Rob Thomas was the king of the 2014 SXSW Film Festival: The world premiere of his hotly-anticipated, Kickstarter-fueled Veronica Mars movie was a triumph. That premiere celebrated both the enthusiasm for his much-beloved blonde female detective and the new model of film financing that Thomas pioneered—appealing directly to fans for the funding of passion projects, a method since employed by everyone from Zach Braff to Spike Lee. (See Jason Cohen’s Texas Monthly feature, “How Rob Thomas Changed The Movie Business,” for more.)

That bit of prologue is useful, in that it highlights how unexpected it is that Thomas would return triumphantly to SXSW this year with an entirely new concept. This time, he’s back on television, with a series for the CW called iZombie, which held its first public screening of the pilot on Monday afternoon, with Thomas and the full cast in tow. 

iZombie followed its SXSW premiere with its broadcast premiere quickly—it aired on the CW on Tuesday night, and the full episode can be seen here—and at the screening, Thomas explained that rushing back to television almost a year to the day after the Veronica Mars premiere wasn’t really on his radar a year ago, either. 

But Veronica Mars’ s legacy runs deep, and the CW held the rights to iZombie, based on the Vertigo comic book series of the same name, and they had Thomas in mind. During the Q&A after the screening, Thomas explained that the network courted him repeatedly in a quest to recruit him to give the network its next great Veronica or Buffy. 

To that end, iZombie isn’t really a zombie series, at least not recognizably so to fans of pure zombie television like The Walking Dead: there has been no apocalypse, there are no mindless “walkers” storming the landscape, and the FX and makeup teams are not dedicated to finding the finest ways to simulate rotting, decomposing flesh. Instead, iZombie stars Rose McIver as Liv Moore (get it?), a medical intern who, after attending a party with some very special designer drugs, finds herself among the undead. Abandoning her dream of being a surgeon, McIver instead takes a job at the morgue, where she has access to the freshest source of zombie fuel: Braaaaaaaains.
++++++++++++++++++++
Tasks and exercises:
(a) In the article about iZombie, which actress plays Liv Moore?
(b) Print the iZombie article word for word, starting at "That bit of" and continuing down to "cast in tow.".

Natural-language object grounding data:
++++++++++++++++++++
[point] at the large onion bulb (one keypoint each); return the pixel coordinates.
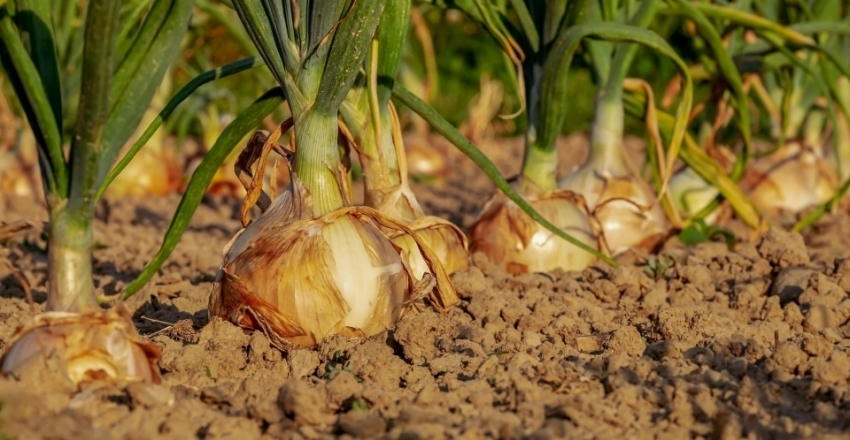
(518, 244)
(300, 279)
(96, 345)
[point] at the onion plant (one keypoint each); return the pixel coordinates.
(313, 265)
(752, 66)
(619, 198)
(542, 40)
(121, 69)
(380, 147)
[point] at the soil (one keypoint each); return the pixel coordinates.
(700, 342)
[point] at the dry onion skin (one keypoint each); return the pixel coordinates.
(397, 201)
(300, 279)
(96, 345)
(793, 178)
(518, 244)
(424, 158)
(623, 204)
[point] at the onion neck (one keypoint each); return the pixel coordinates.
(539, 165)
(70, 286)
(317, 160)
(606, 139)
(382, 171)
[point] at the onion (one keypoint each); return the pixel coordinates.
(518, 244)
(620, 201)
(96, 345)
(300, 279)
(691, 193)
(793, 178)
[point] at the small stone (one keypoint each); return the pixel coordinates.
(304, 404)
(627, 340)
(588, 344)
(364, 424)
(816, 345)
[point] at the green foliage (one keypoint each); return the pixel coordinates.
(245, 123)
(700, 232)
(656, 267)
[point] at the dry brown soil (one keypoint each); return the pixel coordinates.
(748, 343)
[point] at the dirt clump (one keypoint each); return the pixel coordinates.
(752, 342)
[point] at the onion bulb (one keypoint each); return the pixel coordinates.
(300, 279)
(426, 160)
(618, 198)
(388, 191)
(518, 244)
(793, 178)
(97, 345)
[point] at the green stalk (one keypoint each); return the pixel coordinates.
(606, 149)
(540, 160)
(317, 159)
(70, 244)
(608, 122)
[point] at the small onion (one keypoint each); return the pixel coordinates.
(518, 244)
(96, 345)
(620, 201)
(793, 178)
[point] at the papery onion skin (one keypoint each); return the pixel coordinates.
(301, 279)
(623, 205)
(512, 240)
(791, 179)
(92, 346)
(444, 238)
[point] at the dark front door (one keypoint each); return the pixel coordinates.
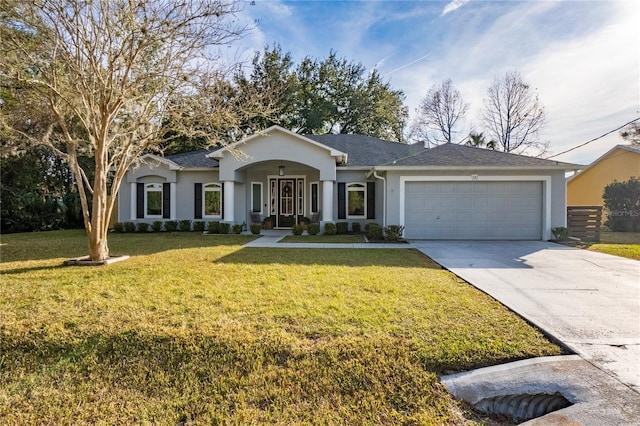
(286, 203)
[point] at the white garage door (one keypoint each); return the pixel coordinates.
(473, 210)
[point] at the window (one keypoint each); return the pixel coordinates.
(356, 200)
(153, 199)
(212, 199)
(256, 197)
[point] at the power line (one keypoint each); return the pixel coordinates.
(594, 139)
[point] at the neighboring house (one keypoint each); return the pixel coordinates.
++++++++++++++++++++
Answers for the exercise:
(a) Rose McIver

(b)
That bit of prologue is useful, in that it highlights how unexpected it is that Thomas would return triumphantly to SXSW this year with an entirely new concept. This time, he’s back on television, with a series for the CW called iZombie, which held its first public screening of the pilot on Monday afternoon, with Thomas and the full cast in tow.